### WRITTEN INSTRUCTION
Rewrite the listing from the line with "Find every occurrence of car hood." to the line with "0,21 -> 340,474", replacing "Output" with "Result" and leaving everything else unchanged.

[Part of a data file]
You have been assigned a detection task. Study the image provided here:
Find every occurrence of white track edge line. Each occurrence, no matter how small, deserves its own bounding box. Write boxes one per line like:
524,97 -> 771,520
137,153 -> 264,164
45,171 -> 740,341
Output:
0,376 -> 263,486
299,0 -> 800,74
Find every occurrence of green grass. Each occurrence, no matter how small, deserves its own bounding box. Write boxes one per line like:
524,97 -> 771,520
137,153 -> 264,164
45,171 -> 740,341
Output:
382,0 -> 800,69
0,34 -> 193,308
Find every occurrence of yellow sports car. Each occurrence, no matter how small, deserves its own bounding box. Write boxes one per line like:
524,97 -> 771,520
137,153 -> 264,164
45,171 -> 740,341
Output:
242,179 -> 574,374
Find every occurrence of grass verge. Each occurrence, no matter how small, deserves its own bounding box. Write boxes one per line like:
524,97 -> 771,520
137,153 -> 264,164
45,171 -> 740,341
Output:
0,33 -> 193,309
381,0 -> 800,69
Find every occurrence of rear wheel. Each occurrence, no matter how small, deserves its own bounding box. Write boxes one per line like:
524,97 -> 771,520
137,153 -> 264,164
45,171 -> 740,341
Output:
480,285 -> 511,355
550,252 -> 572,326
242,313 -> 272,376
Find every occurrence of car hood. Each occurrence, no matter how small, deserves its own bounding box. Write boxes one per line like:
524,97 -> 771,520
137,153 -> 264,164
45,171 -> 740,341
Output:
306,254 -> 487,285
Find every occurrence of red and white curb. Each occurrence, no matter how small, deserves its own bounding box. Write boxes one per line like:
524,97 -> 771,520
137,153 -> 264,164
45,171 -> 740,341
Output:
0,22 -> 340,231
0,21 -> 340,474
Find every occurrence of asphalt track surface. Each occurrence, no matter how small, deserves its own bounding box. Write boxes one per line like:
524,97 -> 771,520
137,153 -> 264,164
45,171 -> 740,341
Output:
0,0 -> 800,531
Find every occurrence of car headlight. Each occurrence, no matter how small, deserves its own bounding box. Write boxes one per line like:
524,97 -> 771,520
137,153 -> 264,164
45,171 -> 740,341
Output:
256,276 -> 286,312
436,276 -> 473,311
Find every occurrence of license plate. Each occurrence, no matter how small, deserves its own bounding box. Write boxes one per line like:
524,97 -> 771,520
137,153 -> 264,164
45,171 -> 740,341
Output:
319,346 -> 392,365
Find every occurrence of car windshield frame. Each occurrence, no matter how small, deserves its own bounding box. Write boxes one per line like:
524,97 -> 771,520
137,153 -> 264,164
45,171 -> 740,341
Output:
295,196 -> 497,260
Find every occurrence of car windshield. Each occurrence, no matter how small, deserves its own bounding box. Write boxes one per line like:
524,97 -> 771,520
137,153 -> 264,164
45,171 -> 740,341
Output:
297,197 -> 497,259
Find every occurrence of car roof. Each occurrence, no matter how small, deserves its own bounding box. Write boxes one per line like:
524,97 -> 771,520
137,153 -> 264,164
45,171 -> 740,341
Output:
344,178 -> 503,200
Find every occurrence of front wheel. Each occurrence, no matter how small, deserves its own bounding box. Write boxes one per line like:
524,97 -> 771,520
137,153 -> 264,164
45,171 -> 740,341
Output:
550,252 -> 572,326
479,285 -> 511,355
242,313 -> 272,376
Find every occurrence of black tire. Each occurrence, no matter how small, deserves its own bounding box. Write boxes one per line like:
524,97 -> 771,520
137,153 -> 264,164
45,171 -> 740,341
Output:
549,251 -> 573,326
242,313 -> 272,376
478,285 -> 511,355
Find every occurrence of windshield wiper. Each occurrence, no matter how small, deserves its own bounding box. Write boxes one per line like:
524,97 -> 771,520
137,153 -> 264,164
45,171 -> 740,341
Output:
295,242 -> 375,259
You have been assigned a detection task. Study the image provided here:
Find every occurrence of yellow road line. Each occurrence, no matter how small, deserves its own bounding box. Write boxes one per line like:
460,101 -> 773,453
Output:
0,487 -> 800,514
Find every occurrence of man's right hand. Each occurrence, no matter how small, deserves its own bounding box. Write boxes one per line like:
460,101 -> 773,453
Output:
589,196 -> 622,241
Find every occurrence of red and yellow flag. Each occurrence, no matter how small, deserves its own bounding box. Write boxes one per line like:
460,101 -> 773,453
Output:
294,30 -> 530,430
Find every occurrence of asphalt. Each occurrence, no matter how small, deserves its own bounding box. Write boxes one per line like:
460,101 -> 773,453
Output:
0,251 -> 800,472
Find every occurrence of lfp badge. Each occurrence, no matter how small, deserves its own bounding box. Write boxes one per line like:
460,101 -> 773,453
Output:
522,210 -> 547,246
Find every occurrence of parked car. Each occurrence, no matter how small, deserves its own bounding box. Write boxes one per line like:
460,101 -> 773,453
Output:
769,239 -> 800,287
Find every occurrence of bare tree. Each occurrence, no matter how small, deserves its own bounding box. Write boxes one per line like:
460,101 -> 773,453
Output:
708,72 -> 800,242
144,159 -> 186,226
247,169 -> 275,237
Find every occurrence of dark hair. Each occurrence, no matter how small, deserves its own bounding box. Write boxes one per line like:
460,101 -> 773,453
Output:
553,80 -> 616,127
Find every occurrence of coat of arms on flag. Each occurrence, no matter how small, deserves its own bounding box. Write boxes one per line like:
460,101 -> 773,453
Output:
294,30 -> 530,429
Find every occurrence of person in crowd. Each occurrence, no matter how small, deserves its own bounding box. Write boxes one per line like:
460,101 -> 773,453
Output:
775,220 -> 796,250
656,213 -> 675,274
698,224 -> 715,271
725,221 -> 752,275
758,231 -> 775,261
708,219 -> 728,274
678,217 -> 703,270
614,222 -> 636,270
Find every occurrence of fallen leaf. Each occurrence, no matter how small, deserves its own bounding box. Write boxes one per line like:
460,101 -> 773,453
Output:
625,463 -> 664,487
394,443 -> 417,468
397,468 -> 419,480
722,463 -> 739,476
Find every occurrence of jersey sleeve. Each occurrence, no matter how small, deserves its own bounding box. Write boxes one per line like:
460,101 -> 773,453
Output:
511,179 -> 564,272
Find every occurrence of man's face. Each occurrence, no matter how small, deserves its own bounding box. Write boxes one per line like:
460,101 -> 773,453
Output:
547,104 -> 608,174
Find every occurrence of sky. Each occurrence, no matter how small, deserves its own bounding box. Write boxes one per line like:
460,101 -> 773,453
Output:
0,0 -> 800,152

* * *

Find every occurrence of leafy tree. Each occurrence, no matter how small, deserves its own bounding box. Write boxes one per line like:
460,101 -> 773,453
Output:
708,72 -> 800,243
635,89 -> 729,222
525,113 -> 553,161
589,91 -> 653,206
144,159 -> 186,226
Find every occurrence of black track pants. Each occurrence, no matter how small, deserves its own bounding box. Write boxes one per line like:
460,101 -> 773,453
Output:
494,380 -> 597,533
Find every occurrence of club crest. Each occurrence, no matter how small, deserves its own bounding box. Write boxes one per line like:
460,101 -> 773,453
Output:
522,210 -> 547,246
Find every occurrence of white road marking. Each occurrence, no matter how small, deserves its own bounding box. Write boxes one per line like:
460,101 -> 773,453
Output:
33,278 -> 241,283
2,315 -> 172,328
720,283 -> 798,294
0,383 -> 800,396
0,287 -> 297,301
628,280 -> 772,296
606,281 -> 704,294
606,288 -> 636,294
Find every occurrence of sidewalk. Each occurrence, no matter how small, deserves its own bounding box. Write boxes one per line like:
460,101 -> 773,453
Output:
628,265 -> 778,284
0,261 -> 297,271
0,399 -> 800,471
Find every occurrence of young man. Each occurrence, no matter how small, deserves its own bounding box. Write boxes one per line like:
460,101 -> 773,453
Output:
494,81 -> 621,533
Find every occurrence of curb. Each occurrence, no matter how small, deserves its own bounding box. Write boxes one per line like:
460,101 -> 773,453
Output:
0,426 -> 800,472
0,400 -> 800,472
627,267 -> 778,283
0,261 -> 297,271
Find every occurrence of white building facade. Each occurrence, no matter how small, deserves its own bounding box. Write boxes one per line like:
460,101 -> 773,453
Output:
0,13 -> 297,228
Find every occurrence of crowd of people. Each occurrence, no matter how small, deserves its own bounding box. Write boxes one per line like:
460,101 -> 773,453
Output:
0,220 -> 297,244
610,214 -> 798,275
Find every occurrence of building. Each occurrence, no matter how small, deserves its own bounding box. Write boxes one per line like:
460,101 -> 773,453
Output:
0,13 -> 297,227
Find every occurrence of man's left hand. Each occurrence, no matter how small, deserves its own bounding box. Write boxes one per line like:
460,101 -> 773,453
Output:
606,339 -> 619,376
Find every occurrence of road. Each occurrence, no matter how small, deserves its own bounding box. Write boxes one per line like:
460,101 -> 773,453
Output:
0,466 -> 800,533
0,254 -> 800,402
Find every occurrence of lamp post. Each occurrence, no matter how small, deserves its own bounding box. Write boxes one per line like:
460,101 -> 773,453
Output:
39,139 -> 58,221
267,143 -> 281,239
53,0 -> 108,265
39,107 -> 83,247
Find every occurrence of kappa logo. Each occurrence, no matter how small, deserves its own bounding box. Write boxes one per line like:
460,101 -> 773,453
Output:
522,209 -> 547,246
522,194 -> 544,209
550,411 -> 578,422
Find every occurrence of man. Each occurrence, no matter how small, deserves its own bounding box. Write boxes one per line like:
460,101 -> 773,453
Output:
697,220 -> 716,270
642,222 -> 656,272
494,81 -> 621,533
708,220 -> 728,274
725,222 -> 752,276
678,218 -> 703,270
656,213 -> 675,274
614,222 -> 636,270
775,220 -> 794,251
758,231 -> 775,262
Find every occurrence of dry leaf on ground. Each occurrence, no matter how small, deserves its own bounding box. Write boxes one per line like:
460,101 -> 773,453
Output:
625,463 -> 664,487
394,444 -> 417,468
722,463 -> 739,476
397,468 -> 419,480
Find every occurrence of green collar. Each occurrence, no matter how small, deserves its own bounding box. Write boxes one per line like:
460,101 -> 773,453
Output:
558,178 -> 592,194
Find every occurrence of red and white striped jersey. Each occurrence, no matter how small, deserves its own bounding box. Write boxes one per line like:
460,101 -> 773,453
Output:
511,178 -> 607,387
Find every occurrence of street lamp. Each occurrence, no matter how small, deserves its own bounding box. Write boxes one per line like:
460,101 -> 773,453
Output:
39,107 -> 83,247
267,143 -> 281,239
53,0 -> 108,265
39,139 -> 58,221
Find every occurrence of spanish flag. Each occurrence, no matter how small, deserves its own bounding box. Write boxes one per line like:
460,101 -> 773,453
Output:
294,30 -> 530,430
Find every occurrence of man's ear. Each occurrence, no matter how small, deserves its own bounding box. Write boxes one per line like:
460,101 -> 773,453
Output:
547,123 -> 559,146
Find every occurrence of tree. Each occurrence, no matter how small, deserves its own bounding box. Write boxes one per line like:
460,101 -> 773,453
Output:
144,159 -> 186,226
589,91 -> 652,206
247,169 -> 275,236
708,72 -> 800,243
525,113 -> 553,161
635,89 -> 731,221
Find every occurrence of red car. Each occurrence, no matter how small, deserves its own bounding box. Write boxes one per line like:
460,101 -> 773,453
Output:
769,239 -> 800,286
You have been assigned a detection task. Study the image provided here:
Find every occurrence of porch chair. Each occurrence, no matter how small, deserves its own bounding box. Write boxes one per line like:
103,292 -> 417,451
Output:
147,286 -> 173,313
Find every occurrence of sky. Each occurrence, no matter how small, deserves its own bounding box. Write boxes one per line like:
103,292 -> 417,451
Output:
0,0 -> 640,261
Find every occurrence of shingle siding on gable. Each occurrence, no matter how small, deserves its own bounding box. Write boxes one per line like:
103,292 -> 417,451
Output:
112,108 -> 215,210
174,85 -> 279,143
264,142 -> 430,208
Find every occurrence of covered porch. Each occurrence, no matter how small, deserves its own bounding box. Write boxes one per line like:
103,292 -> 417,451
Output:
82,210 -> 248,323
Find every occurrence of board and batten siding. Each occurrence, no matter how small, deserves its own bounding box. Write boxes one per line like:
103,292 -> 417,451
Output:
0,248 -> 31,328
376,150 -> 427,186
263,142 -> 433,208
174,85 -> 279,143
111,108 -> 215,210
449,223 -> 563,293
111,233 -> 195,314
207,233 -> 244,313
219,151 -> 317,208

--

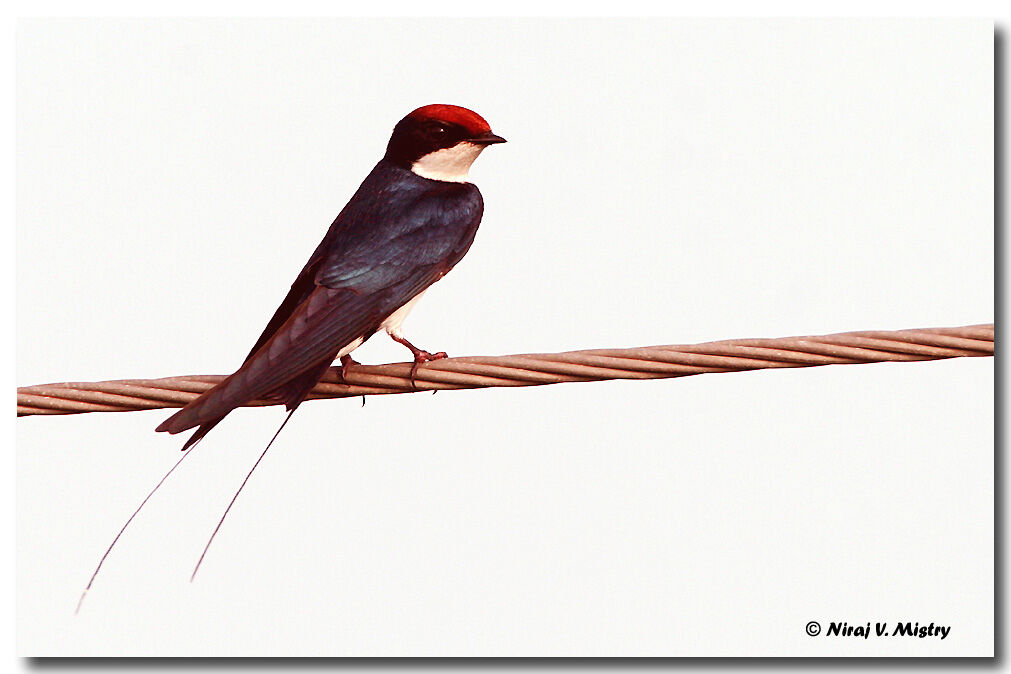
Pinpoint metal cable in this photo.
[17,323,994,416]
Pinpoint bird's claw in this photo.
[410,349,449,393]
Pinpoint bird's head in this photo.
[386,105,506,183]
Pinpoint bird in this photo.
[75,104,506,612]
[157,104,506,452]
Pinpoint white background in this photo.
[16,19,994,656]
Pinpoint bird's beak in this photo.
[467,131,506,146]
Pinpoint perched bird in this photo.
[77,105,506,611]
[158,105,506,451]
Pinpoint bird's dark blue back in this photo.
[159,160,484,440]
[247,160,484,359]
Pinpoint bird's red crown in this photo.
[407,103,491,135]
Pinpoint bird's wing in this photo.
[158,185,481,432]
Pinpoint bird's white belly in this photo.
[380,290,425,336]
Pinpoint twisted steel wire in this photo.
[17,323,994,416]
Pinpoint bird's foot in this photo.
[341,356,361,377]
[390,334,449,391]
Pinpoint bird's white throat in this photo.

### SOLUTION TO THE PROBLEM
Find every occurrence of car hood. Each occurrence, no matter how small, deserves its own bounding box. Write boxes one per line like:
524,97 -> 771,520
137,153 -> 264,164
45,171 -> 740,341
Result:
306,254 -> 487,285
Find every occurrence of red and white curb. Each occurrence, no matter how small, deserves its own bounding box. Write boxes one per line like:
524,97 -> 771,520
137,153 -> 264,164
45,171 -> 740,341
Result:
0,22 -> 340,231
0,21 -> 340,474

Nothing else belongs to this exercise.